--- Text provided ---

While I'm a huge fan of Google, I'm not really a fan of bad analogies used inappropriately. Food businesses have relatively static menus and customers get 0% filled up scanning the headlines.
Zusätzlich AdSense für sämtliche deutschen Zeitungswebsites einstellen, das tut mehr weh.
What next, are the newspapers going to demand money from newsagents for showing the front pages to entice people to buy the papers?
I agree with the premise here....there is a problem looming with Google and the current search model we have.

Why are we, as users and consumers, all publishing billions of blogs, text, images, and video online so a handful of search engine vendors, social media sites, and content exchanges can makes billions of dollars reselling that content to advertisors ???

Does that bother anyone else? Why are we not sharing in the revenues from this web model? In that light, I agree with the Germans.
That ad is just wrong. The analogy is that the cab first drove by the restaurant, stole all the dishes and served them to its own customers for free in order to attract more business to itself. You are of course free to visit the restaurant after having the dish but then you'll miss all the other stolen dishes from other restaurants (at google news).
I like google but I can see the publishers problems here.
Google pretends its advocating for Internet freedom and the purity of a hyperlink....yet they themselves have a near monopoly in deciding how those hyperlinks and text are searched, and in addition get a cut in advertising dollars from use of that text and hyperlinks via adwords, etc.

Something is rotten in Denmark, here....

---

### Set problem A
Reproduce the reader comments on Google and the newspapers starting at "Does that bother" and ending at "in Denmark, here....", substituting "taxi" for "cab".
### Set problem B
Pick up the reader comments on Google and the newspapers after their final line and write what comes next.
The listing after these reader comments on Google and the newspapers has no connection to them.

--- Extracted information ---

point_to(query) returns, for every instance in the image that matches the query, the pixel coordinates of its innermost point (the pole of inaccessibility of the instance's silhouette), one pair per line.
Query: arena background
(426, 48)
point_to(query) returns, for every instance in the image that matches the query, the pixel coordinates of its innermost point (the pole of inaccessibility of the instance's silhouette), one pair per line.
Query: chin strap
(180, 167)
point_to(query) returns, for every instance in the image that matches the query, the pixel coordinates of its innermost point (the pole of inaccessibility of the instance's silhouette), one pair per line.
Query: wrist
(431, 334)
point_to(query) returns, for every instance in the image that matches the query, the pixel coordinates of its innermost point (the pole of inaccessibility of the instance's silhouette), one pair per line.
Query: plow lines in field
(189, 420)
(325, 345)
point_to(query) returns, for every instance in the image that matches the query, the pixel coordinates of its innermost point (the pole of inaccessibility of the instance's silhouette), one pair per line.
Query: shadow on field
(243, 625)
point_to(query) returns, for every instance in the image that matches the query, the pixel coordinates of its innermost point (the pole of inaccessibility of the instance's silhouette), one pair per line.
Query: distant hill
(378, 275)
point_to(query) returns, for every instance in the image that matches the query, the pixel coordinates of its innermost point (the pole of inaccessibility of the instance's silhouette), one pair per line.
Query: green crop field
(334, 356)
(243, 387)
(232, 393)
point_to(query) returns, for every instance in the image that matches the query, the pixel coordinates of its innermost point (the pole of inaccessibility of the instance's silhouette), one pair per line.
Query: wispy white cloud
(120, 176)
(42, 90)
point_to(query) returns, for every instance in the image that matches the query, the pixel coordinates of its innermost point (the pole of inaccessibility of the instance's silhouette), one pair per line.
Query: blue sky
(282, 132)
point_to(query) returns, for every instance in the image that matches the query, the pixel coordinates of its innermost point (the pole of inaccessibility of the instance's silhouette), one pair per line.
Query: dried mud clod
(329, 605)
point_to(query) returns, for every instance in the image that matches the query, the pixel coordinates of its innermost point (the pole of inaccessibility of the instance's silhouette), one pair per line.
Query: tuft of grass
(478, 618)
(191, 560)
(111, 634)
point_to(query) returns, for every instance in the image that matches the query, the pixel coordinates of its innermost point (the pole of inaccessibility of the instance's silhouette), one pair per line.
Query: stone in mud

---

### Response A
Does that bother anyone else? Why are we not sharing in the revenues from this web model? In that light, I agree with the Germans.
That ad is just wrong. The analogy is that the taxi first drove by the restaurant, stole all the dishes and served them to its own customers for free in order to attract more business to itself. You are of course free to visit the restaurant after having the dish but then you'll miss all the other stolen dishes from other restaurants (at google news).
I like google but I can see the publishers problems here.
Google pretends its advocating for Internet freedom and the purity of a hyperlink....yet they themselves have a near monopoly in deciding how those hyperlinks and text are searched, and in addition get a cut in advertising dollars from use of that text and hyperlinks via adwords, etc.

Something is rotten in Denmark, here....

### Response B
+Pär Crusefalk A closer analogy still would be the cab company giving the restaurant a choice: (a) give us free samples and we'll hand them out to our customers and send them your way, or (b) don't give us free samples and we won't.

The "restaurants" are trying to create option (c): you pay us for the samples and then tell your customers about us.

But that doesn't look as good on a taxi.
+Bracken King Actually whats happening now is d) The cab is charging the restaurant through adwords to drive customers to it, making customers drive the cab, and half the time the customers get lost and never make it to the restaurant. And many are the WRONG customers!
Option d) for restaurants would be to edit their robots.txt to say "please don't take any samples nor recommend us to your customers". But I guess 'the restaurants' both want the cake and eat it.

The real problem lies not with linking to content, but with Google and Facebook paying hardly any taxes, not revenue based, not ad taxes, no nothing. Newspapers and other traditional media have to. That is unfair competition. Amend that, but don't restrict the internet. Linking to content is part of what the web is about. And it is easy to opt out from beeing indexed. Making it illegal or opening up for a "licensing business" for links would be an utter mess.
Agree but does robot.txt stop advertisers or adwords links from being clicked. I dont think so.

Yea agree with the tax codes....not just Google but numerous US corporations that call America home use shell companies overseas and creative accounting in the caymans to avoid taxes. Facebook will be paid $400 million in tax rebates this years on a billion in income!

Again, something is rotten in Denmark here....and the World Wide Web is far from being free and open. A monopoly holds sway and content creators have no rights or control whatsoever, nor we the users in this broken model.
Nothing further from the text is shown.